Text section:
'''

Open asadabbas09 opened 3 years ago
same problem..
I also get that error and i dont understand, how im supposed to influence the data type of the kernel, as im using standard ME convs
EDIT: I fixed the problem by adjusting dtypes in the creation of my sparse tensors. dtype=torch.int16 did it for me
same problem
I carefully compared my input with the input of FCGF, Minkowskiengine/example/reconstruction.py&completion.py, and found that the dtype in my input is different from the others, mine is float64, the others are float32, guess this should be the reason error caused by
Hi all, I met this problem too, I found it occurs after removing nn.Sequential
in my code.
work well:
self.module = nn.Sequential(ME.MinkowskiConvolution(3, 128, 3, dimension=3))
error:
self.module = ME.MinkowskiConvolution(3, 128, 3, dimension=3)
same problem, you have to make sure the tensor type of features is torch.float32.
Same problem. Does that mean Mink doesn't support fp16 precision
I'm trying to use 16 bit precision in pytorch lightning to save some gpu memory, but I'm getting this error:
RuntimeError:MinkowskiEngine/src/convolution_gpu.cu:69, assertion (in_feat.scalar_type() == kernel.scalar_type()) failed. type mismatch
Is there a way to fix this error?

'''

In the forum thread, which dtype setting did the commenter who adjusted the creation of their sparse tensors say fixed the error?

Information:

'''

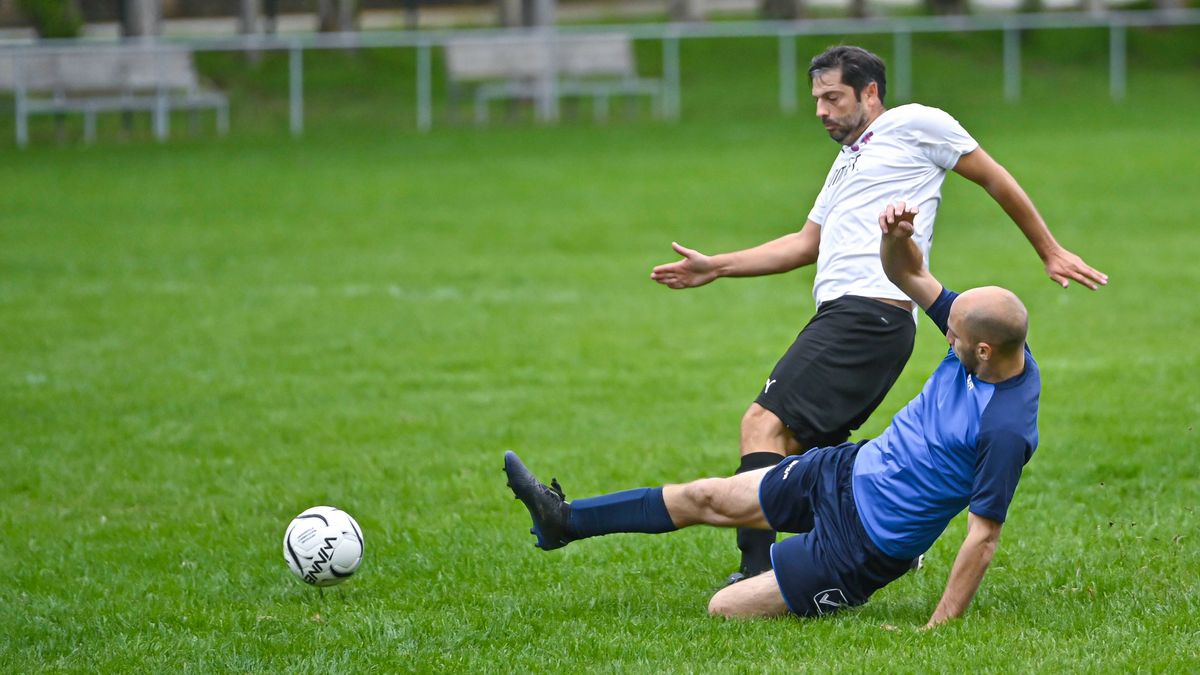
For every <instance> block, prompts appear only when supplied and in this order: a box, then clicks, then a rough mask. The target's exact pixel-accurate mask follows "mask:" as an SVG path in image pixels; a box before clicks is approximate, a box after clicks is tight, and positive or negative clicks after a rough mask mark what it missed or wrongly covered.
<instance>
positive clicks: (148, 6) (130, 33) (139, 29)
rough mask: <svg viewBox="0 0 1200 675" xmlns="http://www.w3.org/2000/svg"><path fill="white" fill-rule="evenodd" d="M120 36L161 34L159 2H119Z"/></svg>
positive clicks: (124, 0)
mask: <svg viewBox="0 0 1200 675" xmlns="http://www.w3.org/2000/svg"><path fill="white" fill-rule="evenodd" d="M121 7H122V10H124V11H122V12H121V36H124V37H137V36H145V35H160V34H162V2H161V0H121Z"/></svg>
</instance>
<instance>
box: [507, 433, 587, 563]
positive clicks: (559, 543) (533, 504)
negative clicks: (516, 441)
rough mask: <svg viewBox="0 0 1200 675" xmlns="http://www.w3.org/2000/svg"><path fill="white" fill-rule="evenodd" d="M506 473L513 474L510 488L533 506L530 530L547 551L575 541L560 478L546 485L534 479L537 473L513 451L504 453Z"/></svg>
mask: <svg viewBox="0 0 1200 675" xmlns="http://www.w3.org/2000/svg"><path fill="white" fill-rule="evenodd" d="M504 473H505V474H508V477H509V483H508V485H509V488H511V489H512V494H514V495H516V497H517V498H518V500H521V503H523V504H524V506H526V508H527V509H529V516H530V518H532V519H533V528H532V530H529V533H530V534H533V536H534V537H538V543H536V544H535V545H536V546H538V548H539V549H541V550H544V551H551V550H554V549H560V548H563V546H565V545H566V544H569V543H570V542H571V537H570V534H568V521H569V520H570V516H571V504H569V503H566V495H564V494H563V488H562V486H560V485H559V484H558V480H557V479H551V482H550V485H546V484H544V483H541V482H539V480H538V479H536V478H534V476H533V473H530V472H529V470H528V468H526V465H524V464H522V462H521V458H518V456H517V455H516V453H514V452H512V450H509V452H506V453H504Z"/></svg>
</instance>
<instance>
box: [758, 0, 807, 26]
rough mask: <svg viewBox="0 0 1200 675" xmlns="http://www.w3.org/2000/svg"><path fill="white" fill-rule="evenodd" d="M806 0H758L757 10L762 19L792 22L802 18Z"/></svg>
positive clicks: (804, 12) (806, 8)
mask: <svg viewBox="0 0 1200 675" xmlns="http://www.w3.org/2000/svg"><path fill="white" fill-rule="evenodd" d="M806 10H808V0H760V4H758V12H760V13H761V14H762V18H764V19H776V20H784V22H792V20H796V19H803V18H804V14H805V13H806Z"/></svg>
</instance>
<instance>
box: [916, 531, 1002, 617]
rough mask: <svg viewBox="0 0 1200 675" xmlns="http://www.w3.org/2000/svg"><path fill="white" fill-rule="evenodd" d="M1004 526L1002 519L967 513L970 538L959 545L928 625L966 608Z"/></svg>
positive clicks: (982, 577)
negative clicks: (940, 598)
mask: <svg viewBox="0 0 1200 675" xmlns="http://www.w3.org/2000/svg"><path fill="white" fill-rule="evenodd" d="M1001 527H1003V524H1002V522H998V521H995V520H991V519H988V518H984V516H982V515H976V514H973V513H970V512H968V513H967V538H966V539H965V540H964V542H962V546H961V548H959V555H958V556H956V557H955V558H954V567H953V568H950V578H949V579H948V580H947V581H946V591H944V592H943V593H942V599H941V601H938V603H937V609H935V610H934V615H932V616H930V617H929V623H926V625H925V627H926V628H932V627H934V626H937V625H938V623H944V622H947V621H949V620H950V619H958V617H959V616H962V613H965V611H966V610H967V605H968V604H971V599H972V598H973V597H974V595H976V591H978V590H979V584H980V583H982V581H983V575H984V573H985V572H988V566H989V565H991V556H992V555H994V554H995V552H996V544H998V543H1000V530H1001Z"/></svg>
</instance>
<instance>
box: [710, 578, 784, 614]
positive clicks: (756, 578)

'''

Exercise result:
dtype=torch.int16